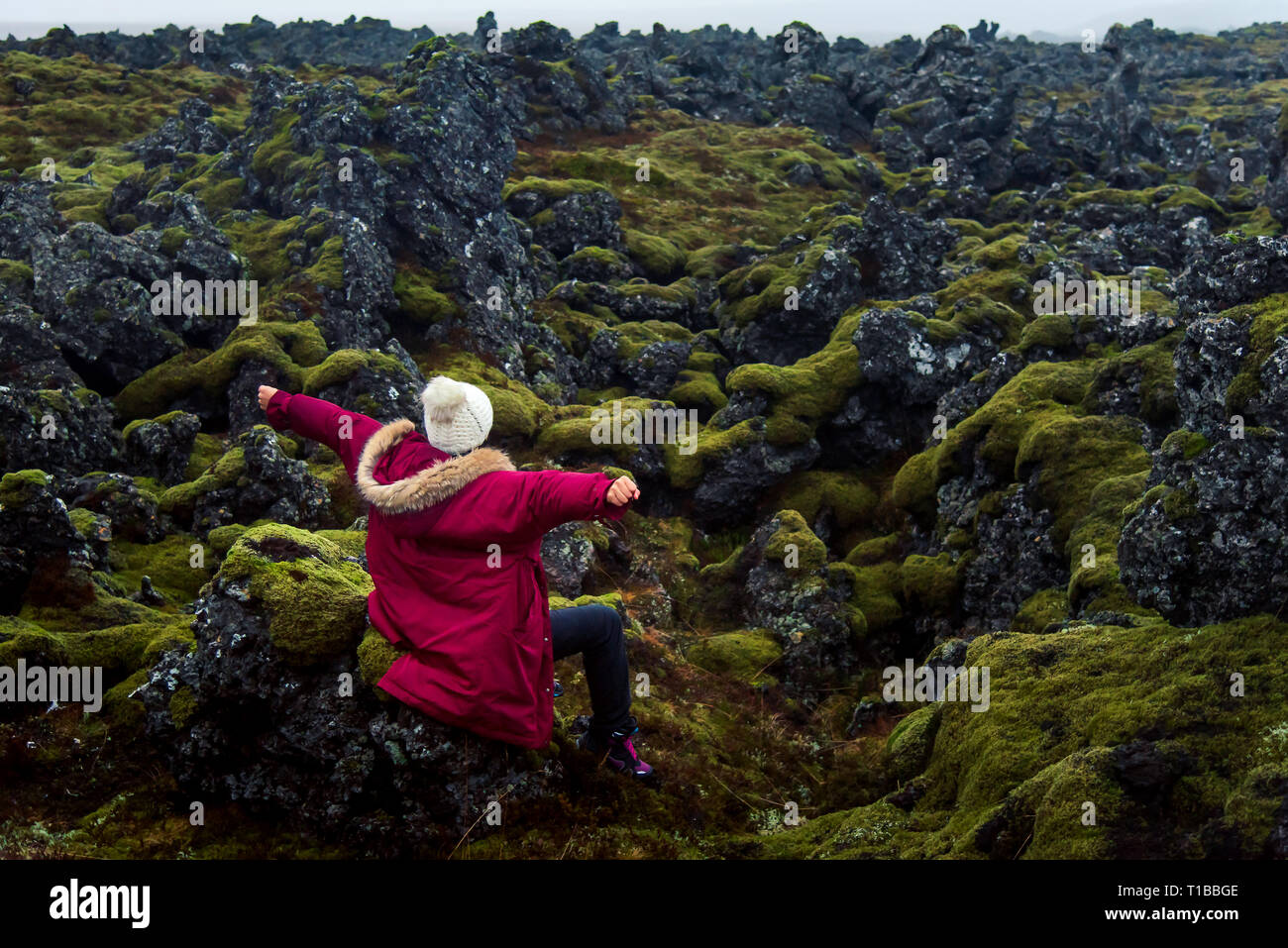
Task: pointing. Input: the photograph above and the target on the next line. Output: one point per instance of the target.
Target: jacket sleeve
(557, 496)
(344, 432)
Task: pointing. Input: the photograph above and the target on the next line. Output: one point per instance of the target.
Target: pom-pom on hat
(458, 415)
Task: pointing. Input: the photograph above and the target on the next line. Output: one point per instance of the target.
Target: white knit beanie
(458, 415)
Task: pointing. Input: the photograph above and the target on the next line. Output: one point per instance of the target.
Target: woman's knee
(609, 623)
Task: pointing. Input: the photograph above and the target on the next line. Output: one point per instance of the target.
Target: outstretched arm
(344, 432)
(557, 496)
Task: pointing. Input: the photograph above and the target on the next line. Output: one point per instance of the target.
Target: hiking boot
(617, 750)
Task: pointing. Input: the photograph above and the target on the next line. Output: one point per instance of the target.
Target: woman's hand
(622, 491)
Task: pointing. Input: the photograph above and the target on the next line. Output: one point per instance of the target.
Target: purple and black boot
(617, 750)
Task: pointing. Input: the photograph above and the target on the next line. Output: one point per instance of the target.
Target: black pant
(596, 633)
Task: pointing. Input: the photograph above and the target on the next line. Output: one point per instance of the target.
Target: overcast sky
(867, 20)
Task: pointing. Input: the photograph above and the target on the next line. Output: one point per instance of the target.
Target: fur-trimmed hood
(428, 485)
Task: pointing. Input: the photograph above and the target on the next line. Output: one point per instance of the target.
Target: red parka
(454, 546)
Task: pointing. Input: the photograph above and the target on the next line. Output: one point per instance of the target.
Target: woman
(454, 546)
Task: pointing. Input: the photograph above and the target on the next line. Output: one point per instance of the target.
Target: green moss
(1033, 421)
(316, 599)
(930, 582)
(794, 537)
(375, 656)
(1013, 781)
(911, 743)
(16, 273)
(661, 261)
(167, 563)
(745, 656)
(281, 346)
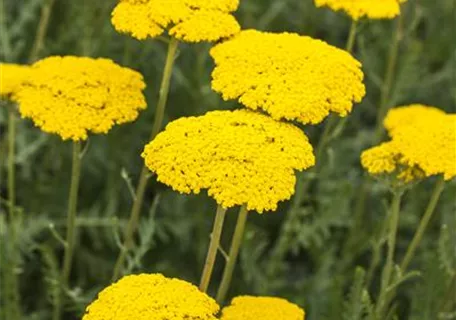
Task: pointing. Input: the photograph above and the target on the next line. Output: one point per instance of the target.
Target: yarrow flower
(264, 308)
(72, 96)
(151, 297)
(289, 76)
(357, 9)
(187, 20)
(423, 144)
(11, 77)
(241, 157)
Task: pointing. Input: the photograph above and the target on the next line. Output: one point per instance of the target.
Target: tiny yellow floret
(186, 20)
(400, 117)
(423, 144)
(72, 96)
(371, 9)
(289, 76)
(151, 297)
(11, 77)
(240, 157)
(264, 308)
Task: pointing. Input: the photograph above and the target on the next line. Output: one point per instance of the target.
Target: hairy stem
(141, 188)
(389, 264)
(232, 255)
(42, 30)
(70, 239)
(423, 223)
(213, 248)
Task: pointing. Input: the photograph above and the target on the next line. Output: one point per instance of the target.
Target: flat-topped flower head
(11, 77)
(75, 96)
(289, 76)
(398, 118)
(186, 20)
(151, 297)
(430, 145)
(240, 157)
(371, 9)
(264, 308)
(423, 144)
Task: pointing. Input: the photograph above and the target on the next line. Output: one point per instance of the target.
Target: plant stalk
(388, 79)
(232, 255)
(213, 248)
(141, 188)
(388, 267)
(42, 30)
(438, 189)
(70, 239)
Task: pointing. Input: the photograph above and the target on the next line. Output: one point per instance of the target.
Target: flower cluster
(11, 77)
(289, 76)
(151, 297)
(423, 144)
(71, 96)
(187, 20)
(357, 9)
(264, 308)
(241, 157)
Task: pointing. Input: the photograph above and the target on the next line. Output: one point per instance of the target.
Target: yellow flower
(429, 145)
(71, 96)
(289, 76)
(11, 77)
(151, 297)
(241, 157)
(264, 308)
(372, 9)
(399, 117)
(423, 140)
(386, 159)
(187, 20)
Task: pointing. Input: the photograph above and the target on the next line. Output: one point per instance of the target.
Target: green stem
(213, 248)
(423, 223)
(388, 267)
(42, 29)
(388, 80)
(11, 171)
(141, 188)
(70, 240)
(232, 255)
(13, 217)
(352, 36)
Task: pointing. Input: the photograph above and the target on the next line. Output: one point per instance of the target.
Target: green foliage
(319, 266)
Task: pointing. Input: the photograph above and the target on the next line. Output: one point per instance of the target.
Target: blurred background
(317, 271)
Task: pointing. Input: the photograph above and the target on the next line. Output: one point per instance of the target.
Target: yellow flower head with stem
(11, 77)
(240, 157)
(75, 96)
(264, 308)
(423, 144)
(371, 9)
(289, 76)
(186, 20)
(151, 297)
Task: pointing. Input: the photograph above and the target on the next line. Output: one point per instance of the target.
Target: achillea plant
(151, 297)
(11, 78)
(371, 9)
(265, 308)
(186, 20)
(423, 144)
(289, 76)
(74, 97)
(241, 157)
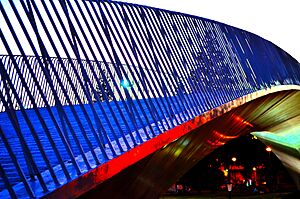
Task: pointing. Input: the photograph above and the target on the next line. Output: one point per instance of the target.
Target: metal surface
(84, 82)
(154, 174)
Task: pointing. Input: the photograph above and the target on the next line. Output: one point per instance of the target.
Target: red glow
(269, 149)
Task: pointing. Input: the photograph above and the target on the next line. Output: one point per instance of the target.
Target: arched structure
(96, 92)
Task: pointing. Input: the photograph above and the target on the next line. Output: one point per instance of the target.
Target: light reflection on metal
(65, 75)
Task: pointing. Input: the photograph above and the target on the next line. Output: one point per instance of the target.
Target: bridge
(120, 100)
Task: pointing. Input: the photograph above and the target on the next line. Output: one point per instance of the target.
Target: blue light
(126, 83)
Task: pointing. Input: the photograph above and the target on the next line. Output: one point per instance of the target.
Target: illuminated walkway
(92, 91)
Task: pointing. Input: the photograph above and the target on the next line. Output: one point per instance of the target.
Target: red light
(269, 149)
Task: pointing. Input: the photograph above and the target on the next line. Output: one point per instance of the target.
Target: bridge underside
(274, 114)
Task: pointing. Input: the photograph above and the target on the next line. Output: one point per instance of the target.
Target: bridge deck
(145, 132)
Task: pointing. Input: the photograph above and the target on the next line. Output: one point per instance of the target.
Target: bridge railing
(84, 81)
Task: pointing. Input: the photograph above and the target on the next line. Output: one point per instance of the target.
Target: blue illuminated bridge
__________________________________________________
■ Task ■
List each line of the records that contains the word "head".

■ Task response ■
Target: flat-topped flower head
Target: yellow flower head with stem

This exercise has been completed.